Data supplied |
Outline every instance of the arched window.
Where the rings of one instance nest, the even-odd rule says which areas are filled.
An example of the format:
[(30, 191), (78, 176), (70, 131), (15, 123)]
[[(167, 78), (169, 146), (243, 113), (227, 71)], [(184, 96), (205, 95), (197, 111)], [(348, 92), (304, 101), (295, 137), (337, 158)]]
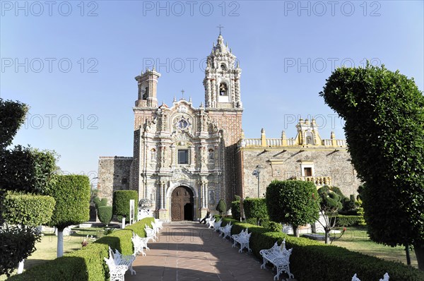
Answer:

The task |
Reproduce every line of the records above word for word, leaving out the pictures.

Written answer |
Outline every instance of the arched window.
Where the rings of one instance nest, the even-odd rule says which areas are filled.
An example of the format:
[(30, 191), (78, 176), (70, 131), (15, 123)]
[[(167, 78), (169, 146), (243, 113), (227, 71)], [(184, 96), (205, 95), (197, 111)], [(348, 92), (304, 101), (295, 137), (337, 158)]]
Answer:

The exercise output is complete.